AIM >> Repeat exactly, and only, the lines from the line containing "Exercise. Mark the pine" through the last line of the records below, including both.

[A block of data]
/---
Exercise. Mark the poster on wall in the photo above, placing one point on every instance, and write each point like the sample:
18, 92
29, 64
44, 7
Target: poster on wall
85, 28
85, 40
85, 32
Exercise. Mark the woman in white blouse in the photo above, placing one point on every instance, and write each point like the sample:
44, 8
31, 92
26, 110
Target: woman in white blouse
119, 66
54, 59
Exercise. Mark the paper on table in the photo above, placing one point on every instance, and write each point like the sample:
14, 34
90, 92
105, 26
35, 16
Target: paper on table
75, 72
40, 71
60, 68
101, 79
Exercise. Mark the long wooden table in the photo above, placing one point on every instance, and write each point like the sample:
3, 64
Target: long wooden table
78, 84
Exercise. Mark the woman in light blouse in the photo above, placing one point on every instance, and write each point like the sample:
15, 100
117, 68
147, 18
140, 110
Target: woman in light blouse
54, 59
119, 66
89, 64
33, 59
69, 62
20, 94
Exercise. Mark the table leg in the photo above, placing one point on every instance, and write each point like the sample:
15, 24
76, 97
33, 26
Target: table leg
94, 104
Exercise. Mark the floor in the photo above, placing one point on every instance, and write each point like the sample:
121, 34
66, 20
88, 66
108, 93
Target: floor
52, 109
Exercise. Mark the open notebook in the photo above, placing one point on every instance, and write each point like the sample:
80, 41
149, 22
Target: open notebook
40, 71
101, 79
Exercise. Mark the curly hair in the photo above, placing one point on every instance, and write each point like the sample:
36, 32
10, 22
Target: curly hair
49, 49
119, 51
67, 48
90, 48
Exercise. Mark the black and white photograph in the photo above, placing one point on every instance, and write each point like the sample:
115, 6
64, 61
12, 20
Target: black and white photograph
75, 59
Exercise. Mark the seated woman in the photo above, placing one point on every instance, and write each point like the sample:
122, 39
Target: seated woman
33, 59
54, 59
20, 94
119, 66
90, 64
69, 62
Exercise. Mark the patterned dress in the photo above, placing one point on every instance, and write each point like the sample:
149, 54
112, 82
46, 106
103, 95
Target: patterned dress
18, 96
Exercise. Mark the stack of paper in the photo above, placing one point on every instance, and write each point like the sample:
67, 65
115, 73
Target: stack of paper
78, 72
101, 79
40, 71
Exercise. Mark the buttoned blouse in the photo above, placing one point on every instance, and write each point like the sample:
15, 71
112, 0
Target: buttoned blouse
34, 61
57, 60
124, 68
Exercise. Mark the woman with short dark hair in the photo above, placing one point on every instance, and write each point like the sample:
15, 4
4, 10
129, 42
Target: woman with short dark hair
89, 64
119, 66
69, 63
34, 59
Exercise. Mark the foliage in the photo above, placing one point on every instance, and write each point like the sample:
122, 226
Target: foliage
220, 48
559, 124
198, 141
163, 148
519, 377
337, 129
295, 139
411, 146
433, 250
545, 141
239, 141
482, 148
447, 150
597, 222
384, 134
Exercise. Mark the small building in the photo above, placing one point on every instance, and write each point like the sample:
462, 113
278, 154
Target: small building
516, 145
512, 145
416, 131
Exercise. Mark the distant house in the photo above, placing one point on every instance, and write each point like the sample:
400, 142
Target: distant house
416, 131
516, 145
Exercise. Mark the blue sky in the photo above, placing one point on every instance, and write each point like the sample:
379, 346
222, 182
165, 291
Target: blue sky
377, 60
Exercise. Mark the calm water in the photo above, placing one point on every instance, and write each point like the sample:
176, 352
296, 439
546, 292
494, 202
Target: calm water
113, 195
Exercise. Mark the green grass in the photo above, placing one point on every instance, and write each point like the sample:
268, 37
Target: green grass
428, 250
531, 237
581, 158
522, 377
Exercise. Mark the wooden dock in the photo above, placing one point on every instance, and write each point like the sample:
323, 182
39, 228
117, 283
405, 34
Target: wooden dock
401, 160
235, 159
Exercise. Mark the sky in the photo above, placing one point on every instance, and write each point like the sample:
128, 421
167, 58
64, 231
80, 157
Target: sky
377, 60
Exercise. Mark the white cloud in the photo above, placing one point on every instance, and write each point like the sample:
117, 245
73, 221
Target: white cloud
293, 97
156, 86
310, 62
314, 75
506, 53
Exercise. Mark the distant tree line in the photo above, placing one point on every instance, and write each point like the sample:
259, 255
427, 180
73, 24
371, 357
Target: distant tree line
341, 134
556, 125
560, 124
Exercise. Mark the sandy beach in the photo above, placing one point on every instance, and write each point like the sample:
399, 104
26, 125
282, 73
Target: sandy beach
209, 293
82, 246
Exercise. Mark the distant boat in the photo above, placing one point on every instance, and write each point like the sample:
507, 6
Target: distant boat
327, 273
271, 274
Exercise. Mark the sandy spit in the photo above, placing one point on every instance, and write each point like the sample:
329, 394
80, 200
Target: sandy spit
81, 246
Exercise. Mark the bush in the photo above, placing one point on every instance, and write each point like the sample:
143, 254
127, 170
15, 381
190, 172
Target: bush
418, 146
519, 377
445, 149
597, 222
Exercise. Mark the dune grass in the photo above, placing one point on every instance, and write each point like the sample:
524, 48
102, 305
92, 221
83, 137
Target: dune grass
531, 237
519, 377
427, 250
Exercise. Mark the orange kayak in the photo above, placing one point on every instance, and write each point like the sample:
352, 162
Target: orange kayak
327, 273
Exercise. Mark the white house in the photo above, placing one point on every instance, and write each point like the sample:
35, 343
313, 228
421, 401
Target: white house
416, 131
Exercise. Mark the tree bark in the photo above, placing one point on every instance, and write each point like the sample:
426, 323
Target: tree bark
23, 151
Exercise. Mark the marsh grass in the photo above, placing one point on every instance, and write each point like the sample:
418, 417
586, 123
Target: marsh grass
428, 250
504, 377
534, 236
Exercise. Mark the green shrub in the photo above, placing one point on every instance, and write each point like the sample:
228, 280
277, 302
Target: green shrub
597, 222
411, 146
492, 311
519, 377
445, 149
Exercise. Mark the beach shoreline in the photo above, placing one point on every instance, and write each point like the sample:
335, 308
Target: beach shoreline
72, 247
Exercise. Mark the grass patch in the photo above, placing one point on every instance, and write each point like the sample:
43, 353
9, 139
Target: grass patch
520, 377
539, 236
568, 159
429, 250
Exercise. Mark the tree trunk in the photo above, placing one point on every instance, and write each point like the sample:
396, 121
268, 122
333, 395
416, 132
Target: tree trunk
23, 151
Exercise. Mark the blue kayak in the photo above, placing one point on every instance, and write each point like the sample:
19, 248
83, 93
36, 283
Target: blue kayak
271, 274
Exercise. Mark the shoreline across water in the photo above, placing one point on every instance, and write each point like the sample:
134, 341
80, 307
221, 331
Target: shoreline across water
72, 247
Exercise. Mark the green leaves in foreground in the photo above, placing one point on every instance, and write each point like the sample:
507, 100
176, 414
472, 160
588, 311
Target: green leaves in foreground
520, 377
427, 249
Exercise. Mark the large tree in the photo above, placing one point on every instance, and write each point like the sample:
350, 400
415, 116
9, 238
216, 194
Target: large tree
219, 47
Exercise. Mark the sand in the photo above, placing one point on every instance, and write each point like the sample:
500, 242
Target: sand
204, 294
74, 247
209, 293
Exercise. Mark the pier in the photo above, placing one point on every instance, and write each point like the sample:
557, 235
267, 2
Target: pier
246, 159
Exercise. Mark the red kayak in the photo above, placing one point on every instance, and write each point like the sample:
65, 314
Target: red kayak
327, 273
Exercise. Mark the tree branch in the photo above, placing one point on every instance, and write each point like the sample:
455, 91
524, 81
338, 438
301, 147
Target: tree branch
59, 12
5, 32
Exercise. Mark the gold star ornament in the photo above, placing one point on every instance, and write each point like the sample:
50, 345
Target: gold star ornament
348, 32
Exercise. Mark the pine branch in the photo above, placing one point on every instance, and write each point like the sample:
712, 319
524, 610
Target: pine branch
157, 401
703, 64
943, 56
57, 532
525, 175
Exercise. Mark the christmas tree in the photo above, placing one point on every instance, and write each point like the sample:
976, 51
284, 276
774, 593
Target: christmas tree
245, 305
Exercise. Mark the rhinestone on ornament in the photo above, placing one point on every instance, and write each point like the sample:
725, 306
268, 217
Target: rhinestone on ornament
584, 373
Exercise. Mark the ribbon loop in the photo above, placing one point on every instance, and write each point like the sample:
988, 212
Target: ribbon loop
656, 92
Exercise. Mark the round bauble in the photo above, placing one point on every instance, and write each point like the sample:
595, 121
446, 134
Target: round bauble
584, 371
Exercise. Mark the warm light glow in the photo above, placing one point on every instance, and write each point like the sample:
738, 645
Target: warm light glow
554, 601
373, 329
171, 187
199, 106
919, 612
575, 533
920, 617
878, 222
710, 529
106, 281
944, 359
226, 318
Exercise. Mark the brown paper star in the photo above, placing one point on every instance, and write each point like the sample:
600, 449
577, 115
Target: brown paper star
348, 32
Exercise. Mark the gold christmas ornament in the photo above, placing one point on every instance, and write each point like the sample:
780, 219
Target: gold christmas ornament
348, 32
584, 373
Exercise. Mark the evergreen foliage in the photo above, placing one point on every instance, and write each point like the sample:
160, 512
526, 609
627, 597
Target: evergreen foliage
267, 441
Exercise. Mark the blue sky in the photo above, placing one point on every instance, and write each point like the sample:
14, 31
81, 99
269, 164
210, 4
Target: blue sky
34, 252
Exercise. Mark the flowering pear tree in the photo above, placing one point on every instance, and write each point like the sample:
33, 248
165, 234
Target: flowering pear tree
\---
COMPLETE ANSWER >>
Exercise. Mark the pine branch in the photo above, placing one point on every instance, and write each point like the sample:
712, 319
524, 610
Target: pine branch
157, 401
703, 64
943, 56
57, 532
525, 175
Exercise. Mark the christmas tree in the photo above, placing one point on every instance, and write each point like the sample:
976, 51
284, 276
774, 593
Target: christmas tree
245, 305
Exercise. Mark the rhinestone on ornament in the photo above, placing one point on every instance, and write each point like the sample:
725, 306
268, 217
Target: rhinestone on ornament
584, 373
Exercise. Mark the ribbon loop in the photo above, placing one point on every instance, and write each point like the sample:
988, 212
Target: ribbon loop
656, 92
Exercise. Mark the round bauble in the photo above, placing one point on every instance, and write each point like the sample:
595, 121
446, 134
Target: round bauble
584, 371
Exercise. Mark the warm light glow in the photo above, placing one point on every instance, and write each point like the sample:
738, 645
Target: warm light glow
554, 601
373, 329
171, 187
199, 106
919, 612
575, 533
920, 617
878, 222
710, 529
106, 281
944, 359
226, 318
Exercise. Mark the brown paper star in the photo above, placing one point on every instance, and write each point like the sample:
600, 449
577, 115
Target: brown paper star
348, 32
Exercise. Mark the gold christmas ornament in the photo above, placing one point on every instance, and write each point like the sample:
780, 219
Target: gold christmas ornament
348, 32
584, 373
Exercise. Mark the evergreen foliage in the photo above, placing one point on every instance, and write each point like the sample:
160, 512
526, 609
627, 597
Target: evergreen foliage
267, 441
Exercise. Mark the blue sky in the photo above, placing one point on every instance, and write each point like the sample:
14, 31
81, 99
269, 164
210, 4
Target: blue sky
34, 252
Exercise. Mark the flowering pear tree in the photo above, placing one point on every instance, and write each point like the sample:
33, 248
165, 234
Target: flowering pear tree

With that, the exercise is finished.